### Do this
Reproduce the interview excerpt below word for word, from start to finish.
== Article
HOBSON: Some people have asked, and you've mentioned the sustainable side of your business many times now, how exactly you confirm the facts about where and how your animals are raised or whether things are in fact as you present them?
MORAN: Yeah. Well, it's a good question, and it's hard work to do that. We have a purchasing team who's dedicated to make sure that we know who we're getting food from. Of course, all of our suppliers, you know, basically, you know, sign an affidavit to assure that they're raising things the way that we would like them raised or grown, but we also verify that through audits, as well.
And so, you know, you're always wanting to work hard to make sure that the ingredients you're getting and that you're paying more for are exactly what you expect them to be.
HOBSON: And, of course, there are no national standards for the terms natural and humane, so I guess we kind of have to trust you.
MORAN: Yeah, you know, I mean, there are standards for words like organic and, of course, we use organics where we can, and natural has some minimal meaning, but we do goes well beyond that. And in fact, we usually use the term now responsibly raised because we're trying to set a much higher standard than that which would be required by the term natural.
HOBSON: One of the big issues in the fast food industry recently has been the amount of money that employees are paid. Now, you at Chipotle do give health insurance to your employees, but the average starting salary for workers is about $21,000 a year, which I don't think anybody would consider a living wage.
====
== Dataset entries
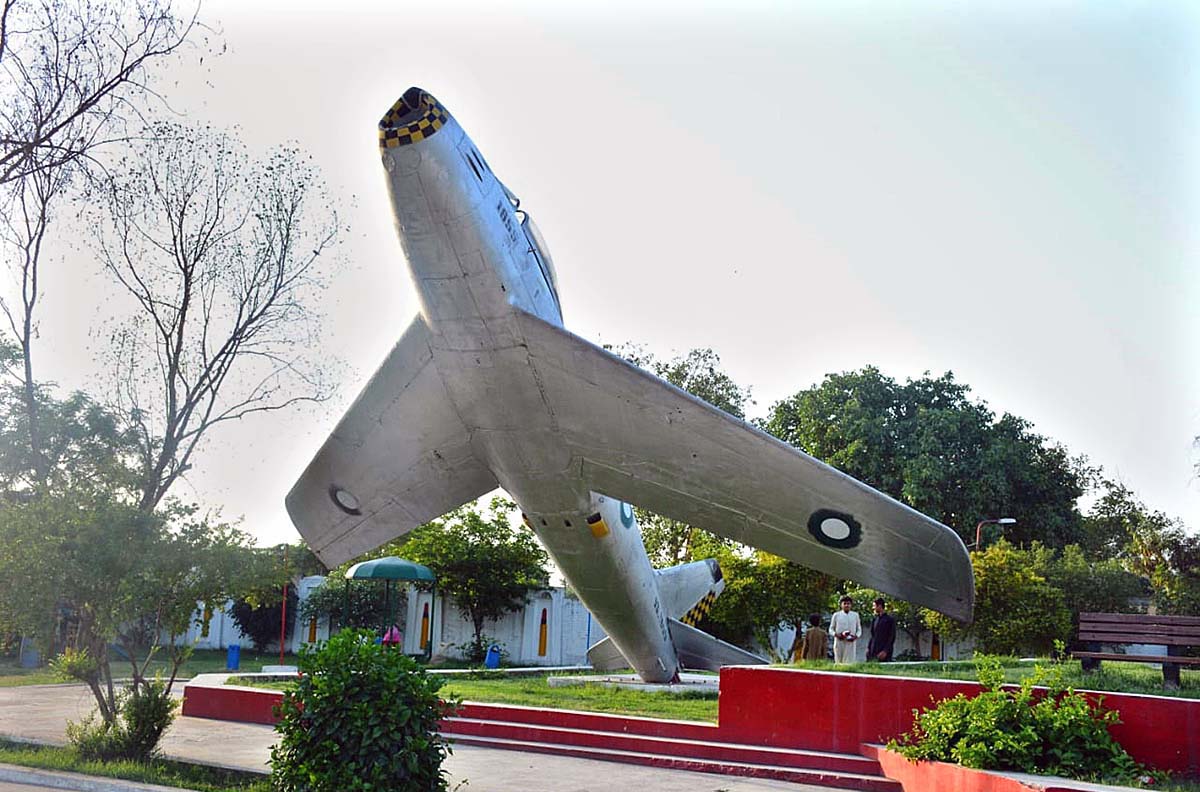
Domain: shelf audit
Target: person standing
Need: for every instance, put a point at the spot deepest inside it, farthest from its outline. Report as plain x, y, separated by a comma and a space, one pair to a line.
816, 641
883, 633
846, 629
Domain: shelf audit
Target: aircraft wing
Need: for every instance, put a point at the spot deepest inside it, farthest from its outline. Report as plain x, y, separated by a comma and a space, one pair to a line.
641, 439
400, 457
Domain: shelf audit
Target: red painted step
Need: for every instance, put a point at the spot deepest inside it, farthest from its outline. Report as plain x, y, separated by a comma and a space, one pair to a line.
711, 750
595, 721
748, 769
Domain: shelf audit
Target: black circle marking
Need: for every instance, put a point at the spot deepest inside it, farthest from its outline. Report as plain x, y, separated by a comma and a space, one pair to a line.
345, 501
835, 528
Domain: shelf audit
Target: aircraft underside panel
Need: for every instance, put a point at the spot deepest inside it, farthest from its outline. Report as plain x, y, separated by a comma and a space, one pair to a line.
400, 457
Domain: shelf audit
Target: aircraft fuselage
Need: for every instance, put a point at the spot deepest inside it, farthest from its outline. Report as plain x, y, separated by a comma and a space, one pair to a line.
475, 259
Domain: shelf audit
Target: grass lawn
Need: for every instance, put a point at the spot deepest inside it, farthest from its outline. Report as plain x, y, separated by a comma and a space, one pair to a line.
535, 691
1113, 677
162, 772
202, 661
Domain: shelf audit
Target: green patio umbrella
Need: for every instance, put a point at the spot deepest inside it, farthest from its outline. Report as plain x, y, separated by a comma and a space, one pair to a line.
389, 569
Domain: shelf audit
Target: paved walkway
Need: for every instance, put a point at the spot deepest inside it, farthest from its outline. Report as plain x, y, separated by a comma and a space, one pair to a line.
40, 713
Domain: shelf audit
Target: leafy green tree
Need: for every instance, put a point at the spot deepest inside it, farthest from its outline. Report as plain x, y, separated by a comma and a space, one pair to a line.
929, 445
367, 606
1092, 586
262, 622
82, 565
485, 565
361, 717
670, 541
1017, 610
762, 593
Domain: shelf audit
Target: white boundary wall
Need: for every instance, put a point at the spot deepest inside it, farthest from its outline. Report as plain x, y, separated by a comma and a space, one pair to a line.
570, 628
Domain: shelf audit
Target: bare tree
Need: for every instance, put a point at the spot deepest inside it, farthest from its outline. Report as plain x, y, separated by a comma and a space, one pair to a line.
71, 75
220, 253
72, 71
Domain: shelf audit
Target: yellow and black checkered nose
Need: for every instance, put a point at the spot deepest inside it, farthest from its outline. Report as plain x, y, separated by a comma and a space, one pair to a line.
700, 610
414, 117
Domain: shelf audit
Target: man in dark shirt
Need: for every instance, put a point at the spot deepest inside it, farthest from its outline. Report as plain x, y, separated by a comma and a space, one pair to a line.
883, 634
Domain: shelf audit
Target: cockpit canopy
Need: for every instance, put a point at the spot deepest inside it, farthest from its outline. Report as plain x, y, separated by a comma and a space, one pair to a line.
537, 245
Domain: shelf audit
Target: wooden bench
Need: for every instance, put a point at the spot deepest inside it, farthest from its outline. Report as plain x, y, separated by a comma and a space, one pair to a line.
1175, 631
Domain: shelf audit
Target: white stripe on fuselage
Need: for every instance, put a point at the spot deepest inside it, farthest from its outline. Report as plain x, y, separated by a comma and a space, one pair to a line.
473, 267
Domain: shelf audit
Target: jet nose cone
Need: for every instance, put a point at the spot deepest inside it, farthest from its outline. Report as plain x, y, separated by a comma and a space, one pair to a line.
414, 117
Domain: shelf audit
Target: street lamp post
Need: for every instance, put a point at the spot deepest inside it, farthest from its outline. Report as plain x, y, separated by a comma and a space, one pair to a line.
1001, 521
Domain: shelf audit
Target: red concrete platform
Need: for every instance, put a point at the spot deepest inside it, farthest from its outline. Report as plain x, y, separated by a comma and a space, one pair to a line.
787, 724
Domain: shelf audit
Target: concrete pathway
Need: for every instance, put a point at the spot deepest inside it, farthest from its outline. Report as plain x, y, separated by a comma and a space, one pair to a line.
40, 713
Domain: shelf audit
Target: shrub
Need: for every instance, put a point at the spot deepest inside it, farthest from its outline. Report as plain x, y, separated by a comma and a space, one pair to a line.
145, 713
1060, 732
361, 717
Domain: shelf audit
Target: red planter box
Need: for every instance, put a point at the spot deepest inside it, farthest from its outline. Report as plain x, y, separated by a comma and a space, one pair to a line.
839, 712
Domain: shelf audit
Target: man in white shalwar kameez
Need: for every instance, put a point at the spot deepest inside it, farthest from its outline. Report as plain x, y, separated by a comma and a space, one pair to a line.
846, 629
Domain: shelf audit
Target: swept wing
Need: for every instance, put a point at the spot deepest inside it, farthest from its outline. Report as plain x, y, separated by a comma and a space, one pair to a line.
643, 441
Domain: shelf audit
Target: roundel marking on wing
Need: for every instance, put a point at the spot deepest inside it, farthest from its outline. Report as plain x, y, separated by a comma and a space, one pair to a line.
345, 501
835, 528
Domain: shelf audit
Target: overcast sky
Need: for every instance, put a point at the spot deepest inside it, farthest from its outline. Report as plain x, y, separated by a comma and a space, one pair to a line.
1006, 191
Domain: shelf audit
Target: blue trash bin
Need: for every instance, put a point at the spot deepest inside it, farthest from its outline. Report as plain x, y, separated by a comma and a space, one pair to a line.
29, 655
233, 657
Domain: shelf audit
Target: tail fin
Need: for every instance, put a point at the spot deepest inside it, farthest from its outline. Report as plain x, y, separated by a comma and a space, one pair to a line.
688, 591
697, 649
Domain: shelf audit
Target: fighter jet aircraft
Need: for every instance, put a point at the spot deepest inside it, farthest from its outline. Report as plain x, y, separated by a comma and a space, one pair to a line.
486, 389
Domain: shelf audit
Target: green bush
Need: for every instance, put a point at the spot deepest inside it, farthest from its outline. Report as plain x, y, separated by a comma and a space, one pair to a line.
361, 717
145, 713
1059, 733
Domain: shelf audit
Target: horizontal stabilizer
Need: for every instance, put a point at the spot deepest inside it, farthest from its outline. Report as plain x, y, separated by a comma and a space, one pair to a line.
604, 655
697, 649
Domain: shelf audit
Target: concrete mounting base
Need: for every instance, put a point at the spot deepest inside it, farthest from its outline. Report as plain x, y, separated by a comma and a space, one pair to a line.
688, 682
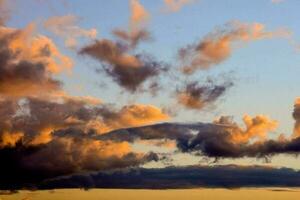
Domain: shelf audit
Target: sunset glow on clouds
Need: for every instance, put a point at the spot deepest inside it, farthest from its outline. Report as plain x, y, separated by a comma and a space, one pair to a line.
131, 111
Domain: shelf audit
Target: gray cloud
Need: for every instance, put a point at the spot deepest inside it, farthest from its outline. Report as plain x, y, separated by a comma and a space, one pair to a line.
228, 176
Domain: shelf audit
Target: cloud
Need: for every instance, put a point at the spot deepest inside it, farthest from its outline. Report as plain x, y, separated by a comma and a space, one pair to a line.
226, 176
221, 139
296, 115
277, 1
4, 12
218, 45
176, 5
139, 15
127, 70
196, 96
25, 166
28, 63
34, 120
67, 28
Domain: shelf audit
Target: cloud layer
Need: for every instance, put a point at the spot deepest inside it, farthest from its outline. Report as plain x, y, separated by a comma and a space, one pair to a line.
218, 45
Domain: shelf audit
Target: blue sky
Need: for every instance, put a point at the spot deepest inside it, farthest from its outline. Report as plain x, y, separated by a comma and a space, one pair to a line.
266, 71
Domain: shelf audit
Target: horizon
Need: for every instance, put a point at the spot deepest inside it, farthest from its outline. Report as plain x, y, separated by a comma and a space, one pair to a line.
165, 94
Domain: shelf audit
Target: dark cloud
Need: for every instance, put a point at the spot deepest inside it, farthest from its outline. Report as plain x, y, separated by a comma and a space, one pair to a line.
26, 166
4, 12
228, 176
132, 38
197, 96
27, 63
127, 70
213, 140
218, 45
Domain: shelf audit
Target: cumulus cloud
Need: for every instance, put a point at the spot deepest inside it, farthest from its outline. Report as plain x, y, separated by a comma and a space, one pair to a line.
28, 62
119, 59
221, 139
176, 5
218, 45
139, 15
25, 166
129, 71
67, 28
45, 138
277, 1
296, 115
196, 96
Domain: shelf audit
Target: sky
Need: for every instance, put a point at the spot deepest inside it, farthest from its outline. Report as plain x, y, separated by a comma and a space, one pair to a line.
93, 86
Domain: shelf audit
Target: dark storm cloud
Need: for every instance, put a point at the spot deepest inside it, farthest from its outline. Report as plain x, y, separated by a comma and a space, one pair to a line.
27, 63
26, 166
228, 176
128, 70
196, 96
212, 140
133, 38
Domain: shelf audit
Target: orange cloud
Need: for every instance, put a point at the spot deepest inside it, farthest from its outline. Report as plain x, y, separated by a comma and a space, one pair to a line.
257, 127
28, 62
139, 15
10, 139
67, 28
296, 115
217, 46
197, 97
128, 116
176, 5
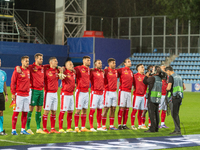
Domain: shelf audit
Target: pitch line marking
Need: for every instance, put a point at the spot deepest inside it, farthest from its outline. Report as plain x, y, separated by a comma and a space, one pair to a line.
16, 142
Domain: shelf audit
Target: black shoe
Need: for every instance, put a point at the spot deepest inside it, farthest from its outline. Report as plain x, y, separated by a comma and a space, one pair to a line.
120, 127
148, 131
3, 133
176, 133
125, 127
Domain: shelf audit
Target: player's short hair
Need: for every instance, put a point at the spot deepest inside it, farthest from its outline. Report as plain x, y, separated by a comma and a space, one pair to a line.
126, 60
85, 57
51, 58
138, 65
24, 57
97, 60
149, 67
169, 68
37, 55
110, 60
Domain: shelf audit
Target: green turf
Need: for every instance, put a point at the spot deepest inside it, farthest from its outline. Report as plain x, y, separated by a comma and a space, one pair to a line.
188, 116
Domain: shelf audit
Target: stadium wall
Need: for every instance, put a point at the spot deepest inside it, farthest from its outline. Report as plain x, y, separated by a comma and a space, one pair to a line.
99, 48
====
### Worked answer
HOBSON: Some people have asked, and you've mentioned the sustainable side of your business many times now, how exactly you confirm the facts about where and how your animals are raised or whether things are in fact as you present them?
MORAN: Yeah. Well, it's a good question, and it's hard work to do that. We have a purchasing team who's dedicated to make sure that we know who we're getting food from. Of course, all of our suppliers, you know, basically, you know, sign an affidavit to assure that they're raising things the way that we would like them raised or grown, but we also verify that through audits, as well.
And so, you know, you're always wanting to work hard to make sure that the ingredients you're getting and that you're paying more for are exactly what you expect them to be.
HOBSON: And, of course, there are no national standards for the terms natural and humane, so I guess we kind of have to trust you.
MORAN: Yeah, you know, I mean, there are standards for words like organic and, of course, we use organics where we can, and natural has some minimal meaning, but we do goes well beyond that. And in fact, we usually use the term now responsibly raised because we're trying to set a much higher standard than that which would be required by the term natural.
HOBSON: One of the big issues in the fast food industry recently has been the amount of money that employees are paid. Now, you at Chipotle do give health insurance to your employees, but the average starting salary for workers is about $21,000 a year, which I don't think anybody would consider a living wage.